**Task goal:** Print the lines from the line containing "--target cat ear" to the line containing "M 69 52 L 63", both included, exactly as they appear in the items below.

**Records for this task:**

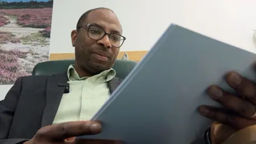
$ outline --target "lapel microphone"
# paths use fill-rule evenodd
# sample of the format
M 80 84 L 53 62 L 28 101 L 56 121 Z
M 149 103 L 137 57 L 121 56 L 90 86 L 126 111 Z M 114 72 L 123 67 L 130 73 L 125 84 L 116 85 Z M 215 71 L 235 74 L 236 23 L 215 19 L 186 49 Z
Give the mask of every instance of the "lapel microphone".
M 58 83 L 58 86 L 65 86 L 64 93 L 69 93 L 69 83 Z

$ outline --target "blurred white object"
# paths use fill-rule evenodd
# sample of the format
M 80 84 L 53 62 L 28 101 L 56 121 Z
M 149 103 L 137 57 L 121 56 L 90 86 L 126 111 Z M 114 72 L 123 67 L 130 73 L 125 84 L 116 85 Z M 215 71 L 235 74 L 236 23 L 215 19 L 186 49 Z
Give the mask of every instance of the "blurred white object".
M 254 37 L 254 39 L 256 41 L 256 29 L 254 30 L 254 33 L 253 33 L 253 37 Z
M 124 52 L 124 55 L 123 55 L 123 57 L 122 57 L 122 60 L 129 60 L 129 56 L 128 56 L 128 54 L 127 54 L 126 52 Z

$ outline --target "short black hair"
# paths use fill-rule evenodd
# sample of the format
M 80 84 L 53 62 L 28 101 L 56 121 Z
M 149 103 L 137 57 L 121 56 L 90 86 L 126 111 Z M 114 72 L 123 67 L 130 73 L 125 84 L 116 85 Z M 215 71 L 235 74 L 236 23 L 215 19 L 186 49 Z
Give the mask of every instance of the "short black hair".
M 99 9 L 106 9 L 106 10 L 110 10 L 111 11 L 111 12 L 113 12 L 114 13 L 115 13 L 114 12 L 114 11 L 113 10 L 111 10 L 111 9 L 108 9 L 108 8 L 106 8 L 106 7 L 98 7 L 98 8 L 95 8 L 95 9 L 91 9 L 91 10 L 90 10 L 86 12 L 85 12 L 85 13 L 84 13 L 84 14 L 83 14 L 81 17 L 80 17 L 80 18 L 78 20 L 78 21 L 77 22 L 77 24 L 76 25 L 76 30 L 78 31 L 79 30 L 79 28 L 83 26 L 83 23 L 84 23 L 84 22 L 86 20 L 86 18 L 87 17 L 88 17 L 88 14 L 91 12 L 92 11 L 94 11 L 94 10 L 99 10 Z

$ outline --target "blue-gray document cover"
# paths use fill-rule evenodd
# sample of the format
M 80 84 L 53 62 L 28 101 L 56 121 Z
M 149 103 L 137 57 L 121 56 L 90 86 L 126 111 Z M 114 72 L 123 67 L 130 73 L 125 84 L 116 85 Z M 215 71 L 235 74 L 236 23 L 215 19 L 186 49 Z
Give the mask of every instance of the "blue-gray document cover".
M 77 138 L 191 143 L 212 122 L 198 106 L 220 106 L 207 87 L 218 84 L 233 92 L 223 76 L 235 70 L 252 79 L 255 60 L 253 53 L 171 25 L 93 117 L 102 132 Z

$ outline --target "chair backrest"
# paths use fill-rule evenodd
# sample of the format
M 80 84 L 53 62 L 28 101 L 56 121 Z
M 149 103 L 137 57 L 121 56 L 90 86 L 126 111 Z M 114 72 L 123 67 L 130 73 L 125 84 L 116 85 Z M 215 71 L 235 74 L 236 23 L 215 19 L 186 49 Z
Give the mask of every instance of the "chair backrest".
M 113 69 L 116 76 L 124 79 L 135 67 L 137 62 L 131 60 L 116 60 Z M 75 60 L 53 60 L 37 63 L 34 68 L 33 75 L 52 75 L 62 74 L 68 70 L 70 65 L 75 64 Z

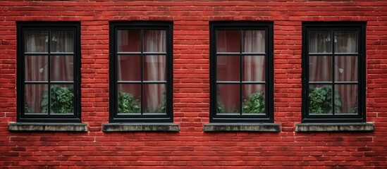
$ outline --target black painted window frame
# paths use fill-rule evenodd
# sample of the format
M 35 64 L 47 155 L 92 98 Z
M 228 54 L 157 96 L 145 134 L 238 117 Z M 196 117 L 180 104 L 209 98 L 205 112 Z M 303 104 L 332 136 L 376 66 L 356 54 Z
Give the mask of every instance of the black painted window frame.
M 81 109 L 80 109 L 80 23 L 79 22 L 17 22 L 17 121 L 20 123 L 80 123 L 81 122 Z M 48 42 L 48 53 L 25 53 L 25 30 L 48 30 L 49 39 L 51 39 L 51 32 L 52 30 L 72 30 L 73 31 L 73 54 L 70 53 L 51 53 L 51 41 Z M 51 56 L 73 56 L 73 82 L 51 82 L 49 80 L 47 82 L 35 82 L 33 84 L 47 84 L 49 87 L 51 84 L 73 84 L 73 114 L 61 115 L 61 114 L 25 114 L 25 56 L 33 55 L 47 55 L 48 56 L 47 65 L 50 64 Z M 28 82 L 27 82 L 28 83 Z M 31 83 L 32 84 L 32 83 Z M 49 94 L 50 92 L 49 91 Z M 49 98 L 50 98 L 49 95 Z
M 274 32 L 273 22 L 249 22 L 249 21 L 220 21 L 210 23 L 210 123 L 274 123 Z M 216 115 L 216 30 L 259 30 L 265 31 L 265 114 L 261 115 L 243 115 L 240 111 L 240 115 Z M 242 36 L 240 36 L 242 38 Z M 241 41 L 241 39 L 240 39 Z M 242 44 L 242 43 L 240 43 Z M 240 46 L 241 47 L 241 46 Z M 233 55 L 234 55 L 233 54 Z M 240 51 L 240 56 L 252 55 L 251 54 L 242 54 Z M 255 55 L 255 54 L 252 54 Z M 242 57 L 240 57 L 242 58 Z M 242 59 L 242 58 L 240 58 Z M 242 62 L 240 63 L 242 64 Z M 240 69 L 242 69 L 240 66 Z M 241 70 L 240 70 L 241 71 Z M 240 80 L 240 85 L 243 82 Z M 250 84 L 250 82 L 248 84 Z M 262 83 L 251 83 L 262 84 Z M 240 87 L 242 89 L 242 87 Z M 241 93 L 242 92 L 240 92 Z M 242 103 L 242 96 L 240 102 Z M 242 108 L 240 104 L 240 109 Z
M 166 50 L 163 55 L 166 56 L 166 114 L 165 115 L 147 115 L 141 112 L 141 115 L 118 115 L 117 98 L 117 30 L 165 30 L 166 32 Z M 130 21 L 130 22 L 110 22 L 109 23 L 109 123 L 172 123 L 173 121 L 173 23 L 170 21 Z M 141 34 L 142 37 L 142 33 Z M 143 38 L 141 38 L 141 42 Z M 136 52 L 125 52 L 125 55 L 141 55 L 152 53 L 141 54 Z M 159 53 L 157 53 L 159 54 Z M 141 66 L 142 68 L 142 66 Z M 130 84 L 130 83 L 128 83 Z M 135 83 L 137 84 L 137 83 Z M 142 88 L 143 84 L 159 83 L 140 83 Z M 141 95 L 142 95 L 142 92 Z
M 304 22 L 302 23 L 302 123 L 365 123 L 366 122 L 366 22 Z M 309 84 L 324 84 L 319 82 L 309 82 L 309 31 L 311 30 L 331 30 L 331 35 L 336 30 L 356 30 L 358 37 L 358 80 L 356 84 L 358 86 L 358 111 L 357 114 L 340 114 L 340 115 L 309 115 Z M 332 35 L 333 36 L 333 35 Z M 333 42 L 333 41 L 332 41 Z M 339 56 L 340 54 L 334 53 L 334 43 L 332 43 L 332 56 Z M 327 55 L 326 54 L 324 54 Z M 314 54 L 313 55 L 315 55 Z M 348 55 L 344 54 L 341 55 Z M 355 56 L 356 54 L 352 54 Z M 333 73 L 334 75 L 334 68 Z M 333 76 L 334 77 L 334 76 Z M 331 85 L 335 84 L 345 84 L 345 82 L 340 83 L 332 80 Z M 352 83 L 351 83 L 352 84 Z M 334 89 L 334 88 L 333 89 Z M 334 108 L 333 108 L 334 111 Z

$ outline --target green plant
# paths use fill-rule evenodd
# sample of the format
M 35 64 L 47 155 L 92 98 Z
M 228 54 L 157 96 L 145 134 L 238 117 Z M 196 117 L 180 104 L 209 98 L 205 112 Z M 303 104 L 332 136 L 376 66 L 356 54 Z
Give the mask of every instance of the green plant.
M 335 113 L 341 113 L 341 99 L 337 92 L 332 92 L 329 86 L 322 86 L 316 88 L 309 88 L 309 113 L 321 114 L 332 113 L 333 110 L 332 103 L 332 93 L 334 93 Z
M 243 113 L 264 113 L 265 98 L 262 92 L 253 93 L 243 101 L 242 112 Z
M 73 113 L 73 99 L 74 92 L 72 87 L 61 87 L 59 85 L 51 86 L 50 112 L 51 113 Z M 47 89 L 43 92 L 40 106 L 42 113 L 47 113 L 49 110 L 49 94 Z
M 118 113 L 136 113 L 140 111 L 140 103 L 135 100 L 131 94 L 124 92 L 118 92 Z

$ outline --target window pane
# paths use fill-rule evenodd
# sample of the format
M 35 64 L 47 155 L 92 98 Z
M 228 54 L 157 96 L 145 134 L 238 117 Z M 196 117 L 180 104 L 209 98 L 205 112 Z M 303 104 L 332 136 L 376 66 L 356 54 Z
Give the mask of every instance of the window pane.
M 50 65 L 51 81 L 74 80 L 74 58 L 73 56 L 52 56 Z
M 264 84 L 243 84 L 242 90 L 242 113 L 265 113 Z
M 239 84 L 218 84 L 216 113 L 238 113 L 240 92 Z
M 51 52 L 74 52 L 74 37 L 72 30 L 52 30 Z
M 242 59 L 242 81 L 265 81 L 264 56 L 244 56 Z
M 165 84 L 144 84 L 144 113 L 166 113 Z
M 48 114 L 47 84 L 25 84 L 25 114 Z
M 145 52 L 166 52 L 166 32 L 165 30 L 144 30 Z
M 48 52 L 49 32 L 47 30 L 25 31 L 25 52 Z
M 217 52 L 240 52 L 239 30 L 217 30 Z
M 74 87 L 73 84 L 51 84 L 51 114 L 73 113 Z
M 335 32 L 336 53 L 357 53 L 357 32 Z
M 118 94 L 118 113 L 140 113 L 141 85 L 119 84 Z
M 117 57 L 117 79 L 118 81 L 140 81 L 141 56 L 139 55 L 119 55 Z
M 118 52 L 140 52 L 140 30 L 117 30 L 117 49 Z
M 264 30 L 243 30 L 242 35 L 243 53 L 265 52 Z
M 309 82 L 332 82 L 332 56 L 309 57 Z
M 144 80 L 165 81 L 166 60 L 164 55 L 144 56 Z
M 25 80 L 48 81 L 48 61 L 47 56 L 25 56 Z
M 336 114 L 357 114 L 358 87 L 357 84 L 335 85 Z
M 332 53 L 331 31 L 309 31 L 309 53 Z
M 217 80 L 240 81 L 240 56 L 217 56 L 216 57 Z
M 357 56 L 335 57 L 335 81 L 357 82 Z
M 309 86 L 309 114 L 333 114 L 332 86 Z

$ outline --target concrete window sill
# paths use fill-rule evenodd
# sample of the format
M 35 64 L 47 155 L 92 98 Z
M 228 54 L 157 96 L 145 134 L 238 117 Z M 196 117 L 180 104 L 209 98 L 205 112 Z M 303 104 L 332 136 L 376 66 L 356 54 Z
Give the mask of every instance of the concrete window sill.
M 87 132 L 86 123 L 12 123 L 9 131 Z
M 173 123 L 108 123 L 102 125 L 104 132 L 179 132 Z
M 204 125 L 204 132 L 278 132 L 279 124 L 274 123 L 210 123 Z
M 372 123 L 298 123 L 296 132 L 373 132 Z

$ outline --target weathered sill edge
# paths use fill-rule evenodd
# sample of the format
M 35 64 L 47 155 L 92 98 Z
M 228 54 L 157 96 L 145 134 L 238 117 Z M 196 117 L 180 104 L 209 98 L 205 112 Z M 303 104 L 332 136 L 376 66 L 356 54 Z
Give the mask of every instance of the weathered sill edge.
M 373 132 L 373 123 L 298 123 L 296 132 Z
M 275 123 L 209 123 L 204 125 L 204 132 L 281 132 L 281 125 Z
M 107 123 L 102 125 L 103 132 L 179 132 L 174 123 Z
M 10 123 L 8 131 L 87 132 L 86 123 Z

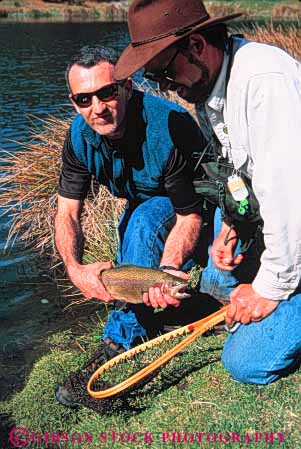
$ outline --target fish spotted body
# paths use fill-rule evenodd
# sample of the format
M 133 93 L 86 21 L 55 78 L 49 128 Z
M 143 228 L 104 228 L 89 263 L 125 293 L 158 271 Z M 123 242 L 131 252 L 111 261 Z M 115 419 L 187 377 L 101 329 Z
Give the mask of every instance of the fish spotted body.
M 190 295 L 184 292 L 188 282 L 153 268 L 120 265 L 103 271 L 100 276 L 105 289 L 113 298 L 132 304 L 143 303 L 143 293 L 148 292 L 150 287 L 160 287 L 162 293 L 176 299 L 190 298 Z

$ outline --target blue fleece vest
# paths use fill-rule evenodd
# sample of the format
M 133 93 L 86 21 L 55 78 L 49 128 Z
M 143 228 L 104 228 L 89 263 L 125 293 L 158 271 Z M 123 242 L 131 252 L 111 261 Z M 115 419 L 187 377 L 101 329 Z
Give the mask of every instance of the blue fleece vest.
M 130 202 L 143 202 L 153 196 L 164 195 L 164 168 L 174 148 L 168 129 L 172 111 L 187 113 L 170 101 L 143 94 L 142 107 L 136 111 L 136 114 L 142 114 L 146 124 L 145 138 L 139 148 L 143 164 L 139 167 L 132 164 L 126 168 L 124 149 L 108 148 L 102 136 L 90 128 L 81 115 L 76 116 L 71 125 L 73 151 L 89 173 L 115 196 L 127 198 Z

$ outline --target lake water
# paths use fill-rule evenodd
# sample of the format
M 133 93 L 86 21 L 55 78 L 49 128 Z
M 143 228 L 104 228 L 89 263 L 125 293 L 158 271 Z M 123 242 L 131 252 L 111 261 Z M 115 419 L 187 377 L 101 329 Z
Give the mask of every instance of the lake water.
M 0 23 L 0 148 L 18 151 L 12 141 L 29 138 L 32 116 L 68 114 L 62 107 L 68 104 L 64 70 L 78 48 L 102 44 L 122 49 L 128 40 L 126 24 Z M 37 272 L 37 261 L 21 256 L 18 246 L 2 253 L 8 229 L 9 219 L 1 217 L 0 317 L 32 295 L 30 282 Z

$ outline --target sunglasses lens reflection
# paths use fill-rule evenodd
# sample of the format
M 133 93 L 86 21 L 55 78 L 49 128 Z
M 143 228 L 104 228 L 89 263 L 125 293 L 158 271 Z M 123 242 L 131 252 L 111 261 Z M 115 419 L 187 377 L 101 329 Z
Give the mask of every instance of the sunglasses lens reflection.
M 108 86 L 104 86 L 96 92 L 87 92 L 83 94 L 76 94 L 72 96 L 73 101 L 80 108 L 88 108 L 92 104 L 92 98 L 95 95 L 100 101 L 108 102 L 116 98 L 118 94 L 118 84 L 110 84 Z

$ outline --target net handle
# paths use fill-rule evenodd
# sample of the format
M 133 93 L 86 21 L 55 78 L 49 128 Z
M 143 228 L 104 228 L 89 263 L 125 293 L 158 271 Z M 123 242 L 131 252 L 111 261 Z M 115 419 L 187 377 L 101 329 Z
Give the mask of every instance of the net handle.
M 87 384 L 87 391 L 90 396 L 96 399 L 103 399 L 110 396 L 114 396 L 117 393 L 120 393 L 121 391 L 125 390 L 126 388 L 131 387 L 137 382 L 140 382 L 142 379 L 144 379 L 146 376 L 148 376 L 150 373 L 155 371 L 157 368 L 159 368 L 164 363 L 168 362 L 172 357 L 174 357 L 178 352 L 182 351 L 186 346 L 190 345 L 199 335 L 202 335 L 204 332 L 209 330 L 211 327 L 215 326 L 216 324 L 221 323 L 224 321 L 226 317 L 226 313 L 229 306 L 225 306 L 218 310 L 217 312 L 212 313 L 211 315 L 207 316 L 206 318 L 203 318 L 199 321 L 195 321 L 194 323 L 187 324 L 186 326 L 183 326 L 179 329 L 176 329 L 174 331 L 168 332 L 167 334 L 161 335 L 160 337 L 156 337 L 152 340 L 147 341 L 146 343 L 142 343 L 139 346 L 136 346 L 135 348 L 129 349 L 126 352 L 123 352 L 122 354 L 117 355 L 111 360 L 108 360 L 106 363 L 104 363 L 102 366 L 100 366 L 91 376 L 89 379 L 89 382 Z M 92 385 L 95 382 L 96 379 L 98 379 L 105 371 L 108 371 L 109 369 L 113 368 L 113 366 L 118 365 L 120 362 L 130 359 L 135 354 L 139 354 L 140 352 L 144 352 L 147 349 L 153 348 L 154 346 L 157 346 L 163 341 L 170 340 L 171 338 L 178 337 L 180 335 L 189 333 L 184 340 L 182 340 L 180 343 L 178 343 L 173 348 L 169 349 L 167 352 L 165 352 L 163 355 L 158 357 L 156 360 L 151 362 L 149 365 L 142 368 L 137 373 L 133 374 L 128 379 L 120 382 L 119 384 L 107 388 L 106 390 L 101 391 L 95 391 L 92 390 Z

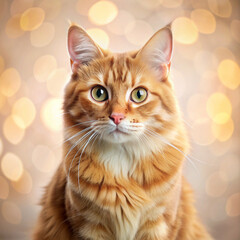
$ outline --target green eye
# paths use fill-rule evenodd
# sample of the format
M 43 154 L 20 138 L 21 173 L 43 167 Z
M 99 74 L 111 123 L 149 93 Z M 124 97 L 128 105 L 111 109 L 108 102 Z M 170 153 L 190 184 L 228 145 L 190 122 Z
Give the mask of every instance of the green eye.
M 103 102 L 108 99 L 107 90 L 102 86 L 96 86 L 91 91 L 92 98 L 97 102 Z
M 132 91 L 131 100 L 135 103 L 143 102 L 147 98 L 147 90 L 139 87 Z

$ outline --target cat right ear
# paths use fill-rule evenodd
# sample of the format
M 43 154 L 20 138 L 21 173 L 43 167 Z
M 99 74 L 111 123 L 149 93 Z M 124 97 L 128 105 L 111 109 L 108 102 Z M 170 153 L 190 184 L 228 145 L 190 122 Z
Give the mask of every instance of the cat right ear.
M 76 25 L 68 30 L 68 52 L 73 72 L 81 65 L 88 65 L 92 60 L 103 56 L 101 49 L 86 31 Z

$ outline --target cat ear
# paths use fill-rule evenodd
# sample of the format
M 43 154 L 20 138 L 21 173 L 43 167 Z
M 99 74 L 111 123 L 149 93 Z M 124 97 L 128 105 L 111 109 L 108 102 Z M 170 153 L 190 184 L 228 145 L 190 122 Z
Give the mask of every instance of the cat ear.
M 103 56 L 101 49 L 82 28 L 72 25 L 68 30 L 68 52 L 71 58 L 72 71 L 83 64 Z
M 156 32 L 138 52 L 137 58 L 156 70 L 161 79 L 166 79 L 171 66 L 173 37 L 168 25 Z

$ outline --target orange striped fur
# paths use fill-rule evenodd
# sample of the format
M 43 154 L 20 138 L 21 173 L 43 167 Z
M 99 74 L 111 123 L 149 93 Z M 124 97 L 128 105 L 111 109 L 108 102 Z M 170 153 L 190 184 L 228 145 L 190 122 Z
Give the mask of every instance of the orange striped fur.
M 69 52 L 63 161 L 46 188 L 33 239 L 212 239 L 182 176 L 189 146 L 168 76 L 170 28 L 140 51 L 112 54 L 71 26 Z M 106 101 L 92 99 L 96 85 L 107 90 Z M 137 87 L 147 90 L 141 103 L 131 100 Z M 118 130 L 113 113 L 124 116 Z

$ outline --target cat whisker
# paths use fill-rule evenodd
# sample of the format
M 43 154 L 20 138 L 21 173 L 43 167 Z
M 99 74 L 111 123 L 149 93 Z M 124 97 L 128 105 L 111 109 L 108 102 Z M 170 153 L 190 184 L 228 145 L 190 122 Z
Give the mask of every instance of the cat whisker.
M 168 146 L 174 148 L 175 150 L 177 150 L 178 152 L 180 152 L 181 154 L 183 154 L 183 156 L 192 164 L 192 166 L 194 167 L 194 169 L 196 170 L 196 172 L 199 174 L 199 171 L 196 167 L 196 165 L 194 164 L 194 162 L 192 161 L 192 159 L 186 155 L 182 150 L 180 150 L 179 148 L 177 148 L 175 145 L 171 144 L 170 142 L 168 142 L 163 136 L 161 136 L 159 133 L 152 131 L 151 129 L 146 129 L 146 131 L 152 135 L 157 137 L 160 141 L 162 141 L 163 143 L 167 144 Z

**Result of the task:**
$ outline --target cat ear
# paths use fill-rule evenodd
# sample of the format
M 43 154 L 20 138 L 21 173 L 43 167 Z
M 99 74 L 111 123 L 149 93 Z M 124 97 L 128 105 L 111 109 L 108 102 Z M 170 153 L 190 184 L 228 145 L 190 122 Z
Give the mask of every instance of the cat ear.
M 103 56 L 101 49 L 82 28 L 72 25 L 68 30 L 68 52 L 71 58 L 72 71 L 83 64 Z
M 156 32 L 138 52 L 137 58 L 156 70 L 161 79 L 166 79 L 171 66 L 173 37 L 168 25 Z

$ outline --target orange striped fur
# paths use fill-rule evenodd
# sample of the format
M 43 154 L 20 138 L 21 173 L 43 167 Z
M 99 74 L 111 123 L 149 93 Z M 124 97 L 128 105 L 111 109 L 108 102 Z M 170 153 L 190 184 L 228 145 L 190 122 Z
Give the mask of every instance of the orange striped fur.
M 69 52 L 63 161 L 46 188 L 33 239 L 212 239 L 182 176 L 189 146 L 168 76 L 170 28 L 140 51 L 112 54 L 71 26 Z M 106 101 L 92 99 L 96 85 L 107 90 Z M 137 87 L 147 90 L 141 103 L 131 100 Z M 118 130 L 113 113 L 124 116 Z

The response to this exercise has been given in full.